● Coordinate labeling data:
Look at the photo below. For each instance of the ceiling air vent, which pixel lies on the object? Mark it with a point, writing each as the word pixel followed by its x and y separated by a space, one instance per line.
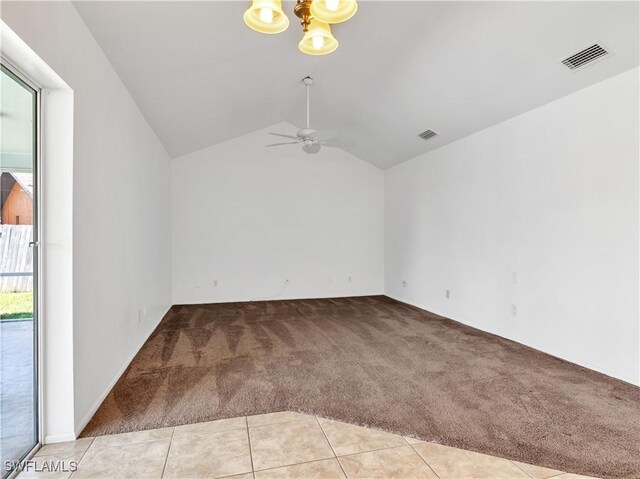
pixel 426 135
pixel 585 56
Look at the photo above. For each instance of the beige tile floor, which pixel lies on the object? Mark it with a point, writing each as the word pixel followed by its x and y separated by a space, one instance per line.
pixel 277 445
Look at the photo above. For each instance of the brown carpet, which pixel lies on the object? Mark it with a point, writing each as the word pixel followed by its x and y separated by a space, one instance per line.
pixel 378 362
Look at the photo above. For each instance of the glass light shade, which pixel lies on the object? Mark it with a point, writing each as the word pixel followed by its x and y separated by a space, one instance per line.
pixel 318 40
pixel 266 16
pixel 333 11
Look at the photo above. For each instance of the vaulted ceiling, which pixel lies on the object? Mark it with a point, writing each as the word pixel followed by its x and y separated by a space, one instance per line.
pixel 200 76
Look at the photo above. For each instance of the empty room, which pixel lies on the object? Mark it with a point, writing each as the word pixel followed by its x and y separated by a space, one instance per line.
pixel 320 239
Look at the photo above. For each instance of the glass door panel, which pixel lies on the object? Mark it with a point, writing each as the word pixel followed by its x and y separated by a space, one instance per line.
pixel 18 259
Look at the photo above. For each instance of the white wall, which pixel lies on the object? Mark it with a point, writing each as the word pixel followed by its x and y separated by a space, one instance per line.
pixel 249 217
pixel 550 196
pixel 121 204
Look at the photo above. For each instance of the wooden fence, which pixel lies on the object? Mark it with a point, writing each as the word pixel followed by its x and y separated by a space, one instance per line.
pixel 16 258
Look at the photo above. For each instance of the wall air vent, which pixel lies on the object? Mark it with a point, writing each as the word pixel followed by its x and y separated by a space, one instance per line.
pixel 584 57
pixel 426 135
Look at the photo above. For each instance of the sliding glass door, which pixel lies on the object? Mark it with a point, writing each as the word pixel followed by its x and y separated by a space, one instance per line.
pixel 18 269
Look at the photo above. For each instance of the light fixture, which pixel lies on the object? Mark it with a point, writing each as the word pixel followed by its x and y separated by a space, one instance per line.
pixel 315 16
pixel 333 11
pixel 318 39
pixel 266 16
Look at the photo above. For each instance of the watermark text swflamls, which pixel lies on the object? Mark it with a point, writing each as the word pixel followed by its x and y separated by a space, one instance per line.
pixel 35 465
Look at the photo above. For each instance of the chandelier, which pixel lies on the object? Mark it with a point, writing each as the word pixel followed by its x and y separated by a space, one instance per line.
pixel 316 17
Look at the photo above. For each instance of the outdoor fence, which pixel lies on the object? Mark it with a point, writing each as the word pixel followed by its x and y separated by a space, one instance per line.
pixel 16 258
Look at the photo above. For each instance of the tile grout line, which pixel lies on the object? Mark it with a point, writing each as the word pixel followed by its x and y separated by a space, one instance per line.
pixel 331 446
pixel 513 462
pixel 549 477
pixel 424 460
pixel 301 462
pixel 166 458
pixel 253 471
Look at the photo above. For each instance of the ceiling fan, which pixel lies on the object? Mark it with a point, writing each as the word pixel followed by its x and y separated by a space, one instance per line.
pixel 310 139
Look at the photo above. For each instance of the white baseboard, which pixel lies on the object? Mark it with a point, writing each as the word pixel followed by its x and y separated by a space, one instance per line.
pixel 69 436
pixel 584 364
pixel 87 417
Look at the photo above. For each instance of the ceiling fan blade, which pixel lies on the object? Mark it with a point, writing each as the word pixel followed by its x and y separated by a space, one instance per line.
pixel 323 135
pixel 287 143
pixel 338 143
pixel 284 136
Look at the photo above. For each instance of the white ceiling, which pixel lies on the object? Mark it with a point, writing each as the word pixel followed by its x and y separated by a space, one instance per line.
pixel 200 76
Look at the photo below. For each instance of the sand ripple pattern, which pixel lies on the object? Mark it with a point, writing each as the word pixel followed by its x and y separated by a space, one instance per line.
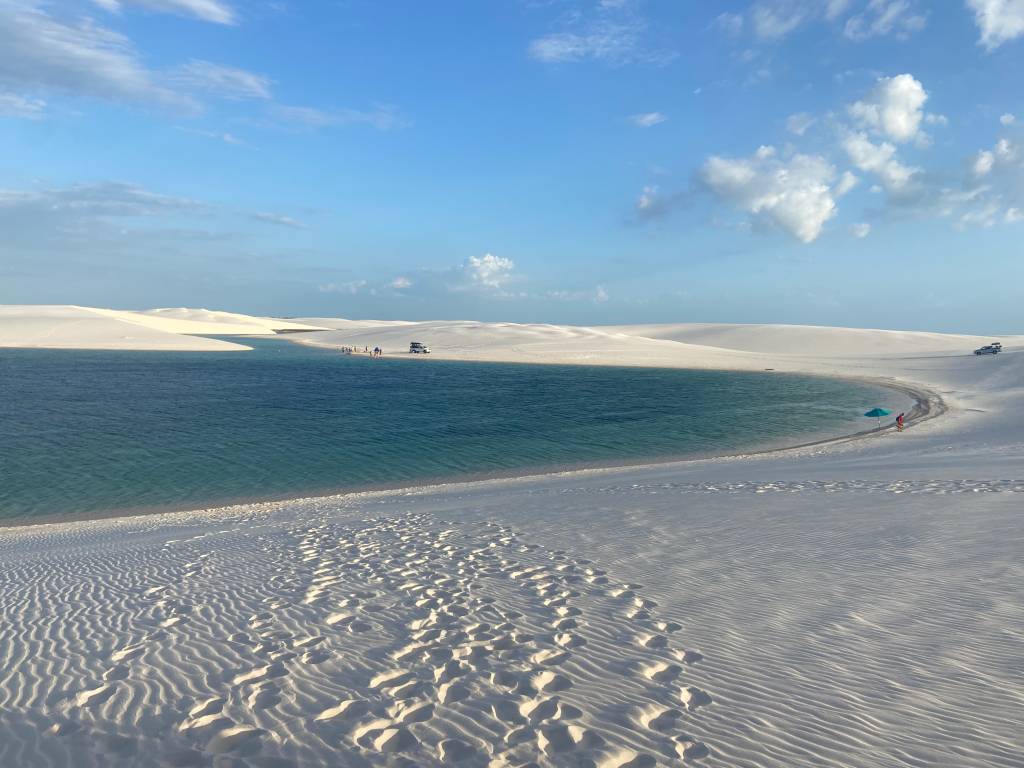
pixel 294 635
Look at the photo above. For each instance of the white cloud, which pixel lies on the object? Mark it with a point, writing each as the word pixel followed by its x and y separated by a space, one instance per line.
pixel 730 24
pixel 885 17
pixel 604 41
pixel 206 10
pixel 647 119
pixel 998 20
pixel 983 163
pixel 13 105
pixel 227 138
pixel 488 270
pixel 611 33
pixel 382 117
pixel 351 287
pixel 794 195
pixel 878 159
pixel 647 199
pixel 894 108
pixel 1005 150
pixel 846 182
pixel 38 50
pixel 800 123
pixel 281 220
pixel 226 82
pixel 775 20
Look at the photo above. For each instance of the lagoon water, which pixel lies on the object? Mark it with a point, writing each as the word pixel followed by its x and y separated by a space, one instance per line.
pixel 88 432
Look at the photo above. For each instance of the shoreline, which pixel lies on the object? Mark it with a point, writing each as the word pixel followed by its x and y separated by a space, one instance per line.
pixel 928 404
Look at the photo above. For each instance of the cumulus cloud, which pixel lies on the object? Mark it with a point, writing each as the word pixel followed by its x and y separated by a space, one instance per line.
pixel 881 17
pixel 894 108
pixel 800 123
pixel 647 200
pixel 879 159
pixel 647 119
pixel 730 24
pixel 226 82
pixel 983 163
pixel 382 117
pixel 846 182
pixel 400 283
pixel 279 219
pixel 775 20
pixel 793 195
pixel 998 20
pixel 13 105
pixel 206 10
pixel 351 287
pixel 488 270
pixel 39 50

● Directions for this task: Reproduce each entry precisely, dropping only the pictures.

● Output below:
Look at the photo below. For each instance of the ceiling air vent, which pixel lies on the object? Mark it with a point, writing each as the word pixel followed by its x and y separated by a space, one instance per line.
pixel 426 135
pixel 585 56
Look at the photo above. For each instance of the beige tile floor, which pixel lies on the object? Mark it with a point, writing each as the word pixel followed by its x and y separated by a space, one instance per line.
pixel 277 445
Look at the photo above. For each instance of the brown carpet, which pixel lies on the object? Mark it with a point, writing each as the word pixel followed by its x and y separated by a space, one instance per line.
pixel 378 362
Look at the photo above. For each instance of the glass light shade, which pixel lies on the object? Mark it with a point, writing each as the word pixel followed by its x and y separated by a space, one instance per line.
pixel 318 40
pixel 266 16
pixel 333 11
Look at the photo above. For each instance of the vaulted ceiling, which pixel lies on the object? Mark it with a point, writing each as the word pixel followed by its x and y separated by a space, one instance per line.
pixel 200 76
Look at the photo above. For each instance of the empty room, which pixel lies on the object? Mark it with a point, writing each as the word pixel followed by its x and y separated by a space, one instance per line.
pixel 320 239
Look at the photo above. For each instance of the glass door panel, which pixel lies on the object? Mark it with a point, writing each as the word pixel followed by its x and y separated by a space, one instance per line.
pixel 18 259
Look at the photo above. For each instance of the white wall, which pixel lies on the object? Mark it with a point, writing each as the word pixel followed by its x and y separated by a space, one instance per line.
pixel 249 217
pixel 550 196
pixel 121 204
Look at the photo above. For each instance of the wooden fence, which pixel lies on the object? Mark it with a point, writing each as the word pixel followed by its x and y separated by a space, one instance per line.
pixel 16 258
Look at the photo above. For each instance of the wall air vent, which pixel lies on the object? Mark it with a point, writing each as the word pixel followed by its x and y separated by a space, one instance per line.
pixel 584 57
pixel 426 135
Look at the photo above. For each instance of the sliding glass door, which pixel lies on the object? Mark it with a point, writing each as the word pixel followed by its x and y separated by a space, one instance per line.
pixel 18 269
Look at the photo above. For each instance of the light fixture, which pixel lies on the object? Mark it with a point, writing each as the word pixel followed by its x and y separated by a space, one instance per line.
pixel 315 16
pixel 333 11
pixel 318 39
pixel 266 16
Look at the photo above. For each instance of the watermark text swflamls, which pixel lies on the object? Mark it with a point, writing each as the word pixel followed by its x and y separated by a space, one instance per line.
pixel 35 465
Look at the photo above. For each instance of the chandelier, which pixel lies on the object? Mark it with a point, writing each as the word pixel followed by its x and y separated by a space, one instance per line.
pixel 316 17
Look at the photo above. For each instance of the outdoor fence, which pixel lies on the object? Mark it with a point, writing each as the word pixel followed by its x and y separated by a space, one instance per line.
pixel 16 258
Look at the photo above. For each instance of the tile grout line, which pixel lies on the object? Mark it with a point, writing each as the word pixel followed by its x and y separated by a space, one instance per line.
pixel 331 446
pixel 513 462
pixel 549 477
pixel 424 460
pixel 301 462
pixel 166 458
pixel 253 471
Look at the photo above. For each instance of the ceiling fan, which pixel lies on the object? Mark it with a point, writing each as the word pixel followed by its x and y separated by a space, one instance per line.
pixel 310 139
Look at the photo above. For each instance of the white baseboard, which pixel lies on the object? Mark it with a point, writing each as the word pixel followed by its x and y separated by a space, one instance per line.
pixel 69 436
pixel 584 364
pixel 87 417
Look at the photo above. For each instance of the ceiling fan blade, which pixel lies on the object? Mark it with a point, writing each as the word pixel followed by its x and y separated by a space, one instance per line.
pixel 323 135
pixel 287 143
pixel 338 143
pixel 284 136
Look at the photo above. For each instance of the white ceiling, which pixel lies on the object? Mark it with a point, writing each as the word pixel followed by its x and y separated by a space, one instance per line.
pixel 200 76
Look at the photo below. For each instance of the sand ripple pattern, which pixel lies on the object? Mark it with a point, writing each as the word pixel followed by its x and y separated by a space, one instance per line.
pixel 294 635
Look at the photo above. For each instance of the white cloud, which pixel lies on the object? Mark it with a point, writing each as the word pixel followed by its x and y separated by a space, one instance per line.
pixel 730 24
pixel 885 17
pixel 604 41
pixel 206 10
pixel 647 119
pixel 998 20
pixel 983 163
pixel 13 105
pixel 227 138
pixel 488 270
pixel 611 33
pixel 382 117
pixel 351 287
pixel 794 195
pixel 878 159
pixel 647 199
pixel 894 108
pixel 1005 150
pixel 846 182
pixel 38 50
pixel 800 123
pixel 281 220
pixel 226 82
pixel 775 20
Look at the photo above. For each instance of the lagoon water, which pixel lies on the object? Mark it with a point, writing each as the word pixel followed by its x and y separated by a space, one instance per line.
pixel 88 432
Look at the photo above. For each instance of the shoreline, which pixel lies on the object? Mark it with a point, writing each as the word pixel followed by its x and y separated by a space, one instance per line.
pixel 928 404
Look at the photo above. For each instance of the cumulus cloud, which pixel lies on the object? Mark it with a point, writing each as the word pixel followed by its x and y separated by a space, one instance per line.
pixel 881 17
pixel 894 108
pixel 800 123
pixel 647 200
pixel 879 159
pixel 647 119
pixel 730 24
pixel 226 82
pixel 983 163
pixel 382 117
pixel 846 182
pixel 400 283
pixel 279 219
pixel 775 20
pixel 793 195
pixel 998 20
pixel 13 105
pixel 206 10
pixel 351 287
pixel 488 270
pixel 39 50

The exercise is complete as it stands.